§ **LAVORO DA SVOLGERE**:
- a) Secondo il testo estratto, in quale anno e in quale città è stata fondata Adelphi?
- b) Elenca tutti i luoghi geografici nominati nel testo estratto, nell'ordine in cui compaiono.
- c) Per favore, cita fedelmente dal testo estratto il passo che parte da "Lei nel 1995" e prosegue fino a "pur essendone protagonista." incluso.

Lei nel 1995 ha ventitré anni. È una giovane donna che si muove tra i libri e il rigoglioso giardino della casa sul Garda che cura con la madre. Lui è già l’editore che porta in Italia autori da tutto il mondo sotto il tetto di Adelphi, la casa editrice fondata a Milano nel 1962 insieme a Roberto Bazlen e Luciano Foà. Da quel giorno non si lasceranno più.
Anna Katharina Fröhlich scrive con uno stile intimo e ironico, restituendo il ritratto di un uomo che ha saputo ignorare tutte le convenzioni del mondo letterario e accademico, pur essendone protagonista.
Anna Katharina Fröhlich, qual è il suo primo ricordo, se guarda all’infanzia?
Come attraverso un caleidoscopio vedo congiungersi varie immagini che, appena tento di afferrare, si dissolvono come mercurio: mio padre che mi nutre da un grande barattolo di macedonia, perché il primo piano della casa a Mornaga è sommerso dall’acqua piovana e noi due siamo confinati come in una torre nella mia camera. Poi mi vedo seduta sul seggiolino di una bicicletta su cui mia madre sfreccia sotto i castagni di Francoforte per arrivare a un campo da tennis.

§ **DATI MOSTRATI**:
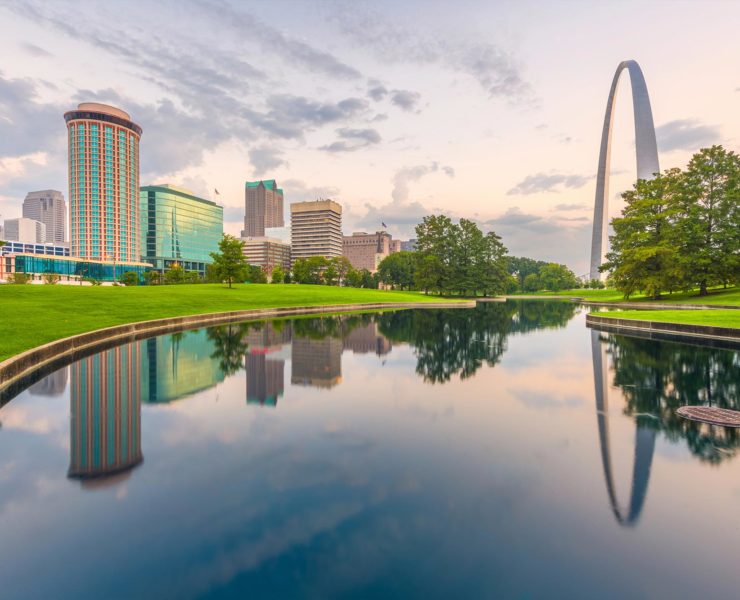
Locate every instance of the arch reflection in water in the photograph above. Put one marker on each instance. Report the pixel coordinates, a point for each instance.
(644, 441)
(105, 413)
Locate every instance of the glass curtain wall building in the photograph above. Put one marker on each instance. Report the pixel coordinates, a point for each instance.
(179, 228)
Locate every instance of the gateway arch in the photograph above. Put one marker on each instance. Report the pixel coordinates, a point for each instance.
(647, 155)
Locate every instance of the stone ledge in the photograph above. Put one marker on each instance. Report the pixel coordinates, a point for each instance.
(50, 356)
(665, 330)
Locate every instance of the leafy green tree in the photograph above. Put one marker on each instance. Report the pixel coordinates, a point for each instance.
(428, 273)
(708, 207)
(229, 263)
(152, 277)
(532, 283)
(556, 277)
(278, 275)
(643, 253)
(255, 274)
(129, 278)
(397, 269)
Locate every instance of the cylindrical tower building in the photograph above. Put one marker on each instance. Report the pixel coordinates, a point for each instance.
(103, 183)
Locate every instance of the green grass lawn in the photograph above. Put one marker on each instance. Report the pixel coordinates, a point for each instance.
(31, 315)
(717, 318)
(729, 296)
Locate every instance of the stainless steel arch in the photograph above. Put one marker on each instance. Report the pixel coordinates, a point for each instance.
(647, 155)
(644, 442)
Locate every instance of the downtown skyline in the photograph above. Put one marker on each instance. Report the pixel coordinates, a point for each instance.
(498, 119)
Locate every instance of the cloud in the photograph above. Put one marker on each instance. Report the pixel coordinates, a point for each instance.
(405, 99)
(265, 158)
(296, 53)
(685, 134)
(403, 177)
(545, 238)
(376, 90)
(543, 182)
(34, 50)
(572, 206)
(353, 139)
(495, 70)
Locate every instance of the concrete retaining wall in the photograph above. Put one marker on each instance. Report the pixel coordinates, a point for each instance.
(15, 371)
(664, 330)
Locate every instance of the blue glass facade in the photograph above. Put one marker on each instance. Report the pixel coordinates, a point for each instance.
(178, 228)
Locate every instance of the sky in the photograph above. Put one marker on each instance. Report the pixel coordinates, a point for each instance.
(485, 110)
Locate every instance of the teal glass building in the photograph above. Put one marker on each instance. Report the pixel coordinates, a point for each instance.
(178, 228)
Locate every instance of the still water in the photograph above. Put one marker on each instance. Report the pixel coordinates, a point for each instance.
(505, 451)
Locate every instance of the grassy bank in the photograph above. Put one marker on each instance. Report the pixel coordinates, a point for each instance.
(31, 315)
(716, 318)
(729, 296)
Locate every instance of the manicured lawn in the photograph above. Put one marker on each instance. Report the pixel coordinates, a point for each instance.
(31, 315)
(730, 296)
(717, 318)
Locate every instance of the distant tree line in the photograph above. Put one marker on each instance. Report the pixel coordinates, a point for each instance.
(681, 229)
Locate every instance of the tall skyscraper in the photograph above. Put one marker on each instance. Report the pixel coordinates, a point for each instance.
(26, 231)
(103, 183)
(316, 229)
(178, 227)
(263, 207)
(48, 207)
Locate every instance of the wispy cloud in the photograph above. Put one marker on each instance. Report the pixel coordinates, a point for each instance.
(548, 182)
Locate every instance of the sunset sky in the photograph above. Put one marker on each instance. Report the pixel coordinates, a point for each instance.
(485, 110)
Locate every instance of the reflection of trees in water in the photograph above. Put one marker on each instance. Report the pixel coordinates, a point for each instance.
(448, 342)
(657, 377)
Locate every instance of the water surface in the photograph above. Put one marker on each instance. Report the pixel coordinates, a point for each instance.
(502, 451)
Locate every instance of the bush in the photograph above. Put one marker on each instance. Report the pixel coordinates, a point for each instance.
(51, 278)
(129, 278)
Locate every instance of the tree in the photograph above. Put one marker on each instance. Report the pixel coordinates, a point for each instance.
(255, 274)
(708, 206)
(129, 278)
(555, 277)
(643, 253)
(229, 263)
(152, 277)
(428, 273)
(51, 278)
(397, 269)
(278, 275)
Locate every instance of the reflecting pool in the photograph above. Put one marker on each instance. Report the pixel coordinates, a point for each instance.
(502, 451)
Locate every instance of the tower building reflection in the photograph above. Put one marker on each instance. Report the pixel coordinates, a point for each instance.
(644, 441)
(264, 366)
(105, 407)
(317, 362)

§ **RISPOSTE FORNITE**:
- a) Nel 1962, a Milano.

- b) Garda, Italia, Milano, Mornaga, Francoforte

- c)
Lei nel 1995 ha ventitré anni. È una giovane donna che si muove tra i libri e il rigoglioso giardino della casa sul Garda che cura con la madre. Lui è già l’editore che porta in Italia autori da tutto il mondo sotto il tetto di Adelphi, la casa editrice fondata a Milano nel 1962 insieme a Roberto Bazlen e Luciano Foà. Da quel giorno non si lasceranno più.
Anna Katharina Fröhlich scrive con uno stile intimo e ironico, restituendo il ritratto di un uomo che ha saputo ignorare tutte le convenzioni del mondo letterario e accademico, pur essendone protagonista.